* [TESTO DATO]
È questa l’origine di un cambiamento che non è solo organizzativo ma anche culturale. Viene scardinata completamente la concezione del tempo, inteso nella classica concezione bipolare tempo di lavoro-tempo di riposo. Ma se da una parte la maggiore fluibilità temporale consente alla persona di interagire maggiormente con il tempo di lavoro per quanto concerne il soddisfacimento di alcune aspirazioni e di alcuni bisogni personali, dall’altra un lavoro senza tempo invade inesorabilmente quello che un tempo era la soglia delimitata del riposo, ovvero del tempo per sé in cui far crescere le proprie aspirazioni, dedicarsi ai propri affetti. Da una parte c’è un maggior vantaggio attraverso diritti, congedi, aspettative, modulazioni dell’orario, tempo per la formazione, ma dall’altra vi è un’invasione sistematica del tempo libero attraverso il lavoro domestico, il lavoro con gli strumenti di comunicazione e informatici, il lavoro a chiamate.
Questo piccola rivoluzione porta a modificare gran parte dei ragionamenti intorno al lavoro. La situazione in cui abbiamo operato ci ha abituati a ragionare esclusivamente attorno alla dimensione del lavoro (agricolo, industriale e piccoli imprenditori) e ad interpretare il sociale come un insieme di ceti e classi sociali. Tutto questo sta cambiando e più rapidamente di quello che noi pensiamo. Questi cambiamenti ci costringono a stravolgere il nostro modo di ragionare sulle problematiche legate al lavoro, al sociale, alla famiglia e alle forme dell’aggregazione.
L’assetto che le nuove tecnologie vanno assumendo sempre più prevede la formazione di “catene di montaggio immateriali”, il cui “comando” è invisibile ma ben presente.
I confini della fabbrica sono stati spostati, ma questo non significa che è venuta meno la subordinazione. Crediamo d’essere autonomi perché non lavoriamo più in fabbrica, ma in realtà siamo ancora più subordinati al sistema economico.
La centralità non è nel lavoro, né del lavoro per l’uomo, come nella “Gaudium et Spes”. È l’uomo consumatore che detta le regole all’uomo lavoratore.
La nostra è una società che sembra indicare il lavoro come valore fondamentale. È una civiltà che dovrebbe lavorare per produrre beni di consumo ed al tempo stesso ridurre i tempi di lavoro, per permettere il consumo. Eppure l’orario di lavoro non diminuisce, anzi. In una situazione di stagnazione economica, come quella attuale, la battaglia per le 35 ore è diventata già “vecchia”, anche perché scava un confine tra chi ha un lavoro subordinato (timbro il cartellino e finisco) e chi ha un lavoro parasubordinato, che nella gestione senza vincoli del tempo trova la ragion d’essere contrattuale.

* [CONSEGNA] Ricopia fedelmente dal testo sul lavoro il passo che va da "L’assetto che le" fino a "regole all’uomo lavoratore." compreso. I record non hanno alcun ruolo in questo esercizio.

Record contenuti in un dataset
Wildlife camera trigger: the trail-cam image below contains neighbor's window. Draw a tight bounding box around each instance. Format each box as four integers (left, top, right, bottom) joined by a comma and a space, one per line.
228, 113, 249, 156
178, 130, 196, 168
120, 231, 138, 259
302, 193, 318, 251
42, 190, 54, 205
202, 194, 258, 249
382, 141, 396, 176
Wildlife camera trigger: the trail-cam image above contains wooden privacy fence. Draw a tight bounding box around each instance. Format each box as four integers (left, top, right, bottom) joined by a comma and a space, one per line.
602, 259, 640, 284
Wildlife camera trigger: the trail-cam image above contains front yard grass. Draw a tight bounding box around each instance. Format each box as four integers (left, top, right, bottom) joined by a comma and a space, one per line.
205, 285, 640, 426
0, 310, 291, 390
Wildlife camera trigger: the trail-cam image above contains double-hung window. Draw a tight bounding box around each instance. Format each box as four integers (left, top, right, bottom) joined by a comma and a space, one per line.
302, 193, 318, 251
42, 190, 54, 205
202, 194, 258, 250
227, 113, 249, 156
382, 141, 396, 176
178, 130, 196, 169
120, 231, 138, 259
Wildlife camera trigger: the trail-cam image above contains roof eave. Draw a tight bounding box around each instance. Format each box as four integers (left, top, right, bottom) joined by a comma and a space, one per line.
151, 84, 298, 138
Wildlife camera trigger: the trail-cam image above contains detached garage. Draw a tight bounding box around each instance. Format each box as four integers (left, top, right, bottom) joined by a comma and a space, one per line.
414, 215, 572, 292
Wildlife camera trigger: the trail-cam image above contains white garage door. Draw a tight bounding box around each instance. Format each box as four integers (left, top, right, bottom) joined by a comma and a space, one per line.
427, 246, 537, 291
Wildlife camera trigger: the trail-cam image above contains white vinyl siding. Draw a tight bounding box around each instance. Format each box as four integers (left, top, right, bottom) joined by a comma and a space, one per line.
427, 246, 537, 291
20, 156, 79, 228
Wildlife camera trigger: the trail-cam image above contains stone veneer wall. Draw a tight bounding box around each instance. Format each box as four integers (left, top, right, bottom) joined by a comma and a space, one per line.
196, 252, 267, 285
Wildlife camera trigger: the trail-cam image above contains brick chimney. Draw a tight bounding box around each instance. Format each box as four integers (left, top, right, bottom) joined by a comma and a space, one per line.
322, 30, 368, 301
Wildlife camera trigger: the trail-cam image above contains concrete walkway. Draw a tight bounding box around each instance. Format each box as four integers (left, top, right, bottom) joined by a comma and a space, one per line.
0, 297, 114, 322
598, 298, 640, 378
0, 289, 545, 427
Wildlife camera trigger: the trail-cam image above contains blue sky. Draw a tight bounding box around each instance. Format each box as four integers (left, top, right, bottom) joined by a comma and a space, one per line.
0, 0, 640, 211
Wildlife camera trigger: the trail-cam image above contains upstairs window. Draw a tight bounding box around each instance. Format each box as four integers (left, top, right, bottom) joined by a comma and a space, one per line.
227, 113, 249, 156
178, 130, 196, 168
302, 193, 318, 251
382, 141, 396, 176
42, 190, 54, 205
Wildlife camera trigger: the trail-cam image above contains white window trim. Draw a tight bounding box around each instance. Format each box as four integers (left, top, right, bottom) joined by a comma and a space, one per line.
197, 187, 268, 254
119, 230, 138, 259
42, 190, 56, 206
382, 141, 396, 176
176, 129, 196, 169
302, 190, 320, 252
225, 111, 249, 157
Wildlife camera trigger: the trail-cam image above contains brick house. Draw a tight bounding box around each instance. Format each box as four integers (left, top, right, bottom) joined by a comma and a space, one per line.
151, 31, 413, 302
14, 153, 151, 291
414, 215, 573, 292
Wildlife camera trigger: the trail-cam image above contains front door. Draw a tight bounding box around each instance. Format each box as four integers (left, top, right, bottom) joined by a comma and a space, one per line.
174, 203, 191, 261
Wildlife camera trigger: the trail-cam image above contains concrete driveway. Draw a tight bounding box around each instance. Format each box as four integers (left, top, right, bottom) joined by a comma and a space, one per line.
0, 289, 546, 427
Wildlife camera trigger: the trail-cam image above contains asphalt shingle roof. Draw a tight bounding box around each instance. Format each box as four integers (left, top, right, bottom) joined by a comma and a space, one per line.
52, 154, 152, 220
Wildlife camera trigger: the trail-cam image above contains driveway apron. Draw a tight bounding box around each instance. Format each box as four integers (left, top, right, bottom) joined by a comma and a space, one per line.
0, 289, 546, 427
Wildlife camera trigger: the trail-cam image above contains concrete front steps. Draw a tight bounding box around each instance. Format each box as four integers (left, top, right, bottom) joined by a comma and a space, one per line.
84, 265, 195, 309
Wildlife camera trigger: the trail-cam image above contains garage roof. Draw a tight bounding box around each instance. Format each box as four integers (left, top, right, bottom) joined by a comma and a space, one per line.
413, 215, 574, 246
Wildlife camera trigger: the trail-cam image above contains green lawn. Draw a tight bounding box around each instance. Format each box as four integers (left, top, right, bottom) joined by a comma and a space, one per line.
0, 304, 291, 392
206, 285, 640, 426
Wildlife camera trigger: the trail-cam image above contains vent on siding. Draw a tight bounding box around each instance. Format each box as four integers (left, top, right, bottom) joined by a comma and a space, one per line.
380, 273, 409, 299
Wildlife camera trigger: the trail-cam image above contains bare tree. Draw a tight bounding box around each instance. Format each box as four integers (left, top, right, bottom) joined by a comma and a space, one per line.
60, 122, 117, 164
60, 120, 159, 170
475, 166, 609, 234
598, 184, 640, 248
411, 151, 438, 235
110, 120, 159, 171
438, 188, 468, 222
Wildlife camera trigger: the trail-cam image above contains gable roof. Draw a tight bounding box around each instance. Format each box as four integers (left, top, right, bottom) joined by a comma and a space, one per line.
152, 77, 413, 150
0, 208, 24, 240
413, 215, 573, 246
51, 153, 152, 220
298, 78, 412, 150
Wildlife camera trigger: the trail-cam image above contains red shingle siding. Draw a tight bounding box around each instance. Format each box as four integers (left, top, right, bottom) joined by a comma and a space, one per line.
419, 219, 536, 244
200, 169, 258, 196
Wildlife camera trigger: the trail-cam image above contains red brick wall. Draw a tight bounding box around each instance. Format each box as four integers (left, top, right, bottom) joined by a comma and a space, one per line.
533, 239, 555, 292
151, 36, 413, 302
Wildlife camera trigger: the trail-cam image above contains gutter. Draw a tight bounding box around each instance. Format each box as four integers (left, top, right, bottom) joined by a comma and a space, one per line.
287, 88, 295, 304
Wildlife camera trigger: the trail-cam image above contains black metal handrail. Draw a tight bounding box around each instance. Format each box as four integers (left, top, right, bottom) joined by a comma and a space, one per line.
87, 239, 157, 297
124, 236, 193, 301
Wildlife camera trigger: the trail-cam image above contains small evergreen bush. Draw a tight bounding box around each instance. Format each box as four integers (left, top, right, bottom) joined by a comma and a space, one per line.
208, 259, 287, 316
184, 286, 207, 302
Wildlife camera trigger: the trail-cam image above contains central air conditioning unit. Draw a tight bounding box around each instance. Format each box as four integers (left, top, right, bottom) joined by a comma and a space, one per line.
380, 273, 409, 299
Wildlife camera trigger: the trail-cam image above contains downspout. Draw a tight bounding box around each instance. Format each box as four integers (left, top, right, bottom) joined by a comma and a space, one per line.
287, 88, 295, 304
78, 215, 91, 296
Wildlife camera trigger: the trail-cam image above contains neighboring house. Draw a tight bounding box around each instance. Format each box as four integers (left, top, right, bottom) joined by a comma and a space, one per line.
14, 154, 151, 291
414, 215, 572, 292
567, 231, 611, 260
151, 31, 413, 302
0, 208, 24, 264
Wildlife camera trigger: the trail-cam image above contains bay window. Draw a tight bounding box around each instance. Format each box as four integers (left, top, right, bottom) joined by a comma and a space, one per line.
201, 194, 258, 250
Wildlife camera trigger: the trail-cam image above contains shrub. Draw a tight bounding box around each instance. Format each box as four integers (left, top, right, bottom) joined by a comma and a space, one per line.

* [RISULTATO FINALE]
L’assetto che le nuove tecnologie vanno assumendo sempre più prevede la formazione di “catene di montaggio immateriali”, il cui “comando” è invisibile ma ben presente.
I confini della fabbrica sono stati spostati, ma questo non significa che è venuta meno la subordinazione. Crediamo d’essere autonomi perché non lavoriamo più in fabbrica, ma in realtà siamo ancora più subordinati al sistema economico.
La centralità non è nel lavoro, né del lavoro per l’uomo, come nella “Gaudium et Spes”. È l’uomo consumatore che detta le regole all’uomo lavoratore.